[Task brief]
Edit the items below by replacing each "detector" with "locator", keeping everything else the same.

[Supplied entries]

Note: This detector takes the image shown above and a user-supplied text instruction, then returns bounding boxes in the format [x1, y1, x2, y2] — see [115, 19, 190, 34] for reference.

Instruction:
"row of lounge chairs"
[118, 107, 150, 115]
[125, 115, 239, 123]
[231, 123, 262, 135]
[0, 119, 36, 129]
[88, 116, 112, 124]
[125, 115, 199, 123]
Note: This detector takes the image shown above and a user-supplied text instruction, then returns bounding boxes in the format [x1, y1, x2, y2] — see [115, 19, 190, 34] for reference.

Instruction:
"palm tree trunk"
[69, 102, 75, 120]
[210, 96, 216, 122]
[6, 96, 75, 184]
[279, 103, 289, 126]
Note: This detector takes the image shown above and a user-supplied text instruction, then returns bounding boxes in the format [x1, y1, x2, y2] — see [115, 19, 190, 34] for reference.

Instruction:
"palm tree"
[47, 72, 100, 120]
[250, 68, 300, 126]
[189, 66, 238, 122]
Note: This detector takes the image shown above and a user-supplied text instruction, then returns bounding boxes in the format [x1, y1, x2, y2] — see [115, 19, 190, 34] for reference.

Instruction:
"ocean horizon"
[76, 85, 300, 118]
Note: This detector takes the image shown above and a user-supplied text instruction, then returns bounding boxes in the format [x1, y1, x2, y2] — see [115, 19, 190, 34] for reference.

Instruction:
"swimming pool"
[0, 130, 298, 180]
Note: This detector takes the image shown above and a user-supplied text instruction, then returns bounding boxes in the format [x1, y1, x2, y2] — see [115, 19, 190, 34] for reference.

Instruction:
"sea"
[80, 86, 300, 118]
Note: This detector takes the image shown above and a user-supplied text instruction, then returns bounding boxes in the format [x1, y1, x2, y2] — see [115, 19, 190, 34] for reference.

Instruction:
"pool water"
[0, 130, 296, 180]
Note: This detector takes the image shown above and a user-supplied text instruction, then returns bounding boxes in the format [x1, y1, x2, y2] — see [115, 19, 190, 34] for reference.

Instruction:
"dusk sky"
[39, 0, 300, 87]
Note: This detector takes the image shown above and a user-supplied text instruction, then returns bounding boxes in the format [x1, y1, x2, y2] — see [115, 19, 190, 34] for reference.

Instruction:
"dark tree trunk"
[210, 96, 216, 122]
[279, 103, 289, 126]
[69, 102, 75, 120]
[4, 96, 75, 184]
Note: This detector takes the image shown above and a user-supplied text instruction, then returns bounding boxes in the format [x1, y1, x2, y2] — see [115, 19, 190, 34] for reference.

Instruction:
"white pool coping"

[Result of the task]
Note: This locator takes the image shown above and a user-supplied text instruction, then returns bounding boxes in the format [x1, y1, x2, y2] — see [115, 19, 190, 34] for reference.

Instruction:
"row of lounge chairs"
[118, 107, 150, 115]
[125, 115, 239, 123]
[231, 123, 262, 135]
[0, 119, 36, 129]
[88, 116, 112, 124]
[125, 115, 199, 123]
Note: This locator takes the image shown above and a user-supplied text instruction, then returns bounding boxes in the format [x1, y1, x2, y2] — see [115, 19, 190, 34] for reference.

Instruction:
"palm tree trunk"
[69, 102, 75, 120]
[210, 96, 216, 122]
[6, 96, 75, 184]
[279, 103, 289, 126]
Note: This locator takes the image shown above and a user-supplied text instruction, then returns bounding boxes in the format [x1, y1, x2, y2] — see [115, 19, 190, 34] for reference.

Instruction:
"palm tree"
[47, 72, 100, 120]
[250, 68, 300, 126]
[189, 66, 238, 122]
Note: This locator takes the image shown above and a user-supplied text instruction, then returns bounding boxes in the format [x1, y1, x2, y2] — see [115, 19, 190, 34] for reference.

Instruction:
"ocean horizon"
[76, 85, 300, 118]
Note: This locator takes the image shown above and a user-supplied text instruction, then returns bounding boxes in the format [x1, y1, x2, y2] — see [115, 19, 190, 34] for reference.

Instruction:
"swimming pool"
[0, 130, 298, 180]
Note: This locator takes the image shown above and a user-supplied text instruction, then returns bounding boxes in the format [x1, y1, x2, y2] — see [115, 19, 190, 34] for reference.

Instruction:
"sea"
[80, 86, 300, 118]
Note: This locator takes the image shown above and a user-supplied text instruction, then returns bounding boxes in the format [x1, y1, x2, y2] — see [115, 19, 190, 34] for reference.

Instruction:
"pool water"
[0, 130, 296, 180]
Note: This locator takes the image shown above and a user-supplied text instruction, then returns bounding boxes in the format [x1, y1, x2, y2] — see [115, 19, 190, 34] for reference.

Instruction:
"dusk sky"
[39, 0, 300, 87]
Note: This locator takes the image shown above and a user-supplied text instruction, then returns bounding boxes in the format [x1, y1, x2, y2] — see [115, 19, 190, 34] for reference.

Instruction:
"dark tree trunk"
[210, 96, 216, 122]
[279, 103, 289, 126]
[69, 102, 75, 120]
[4, 96, 75, 184]
Note: This locator takes the image shown above and a user-supplied text instruction, then returns bounding boxes in the format [x1, y1, x2, y2] — see [115, 19, 190, 34] for reference.

Instruction:
"white pool coping"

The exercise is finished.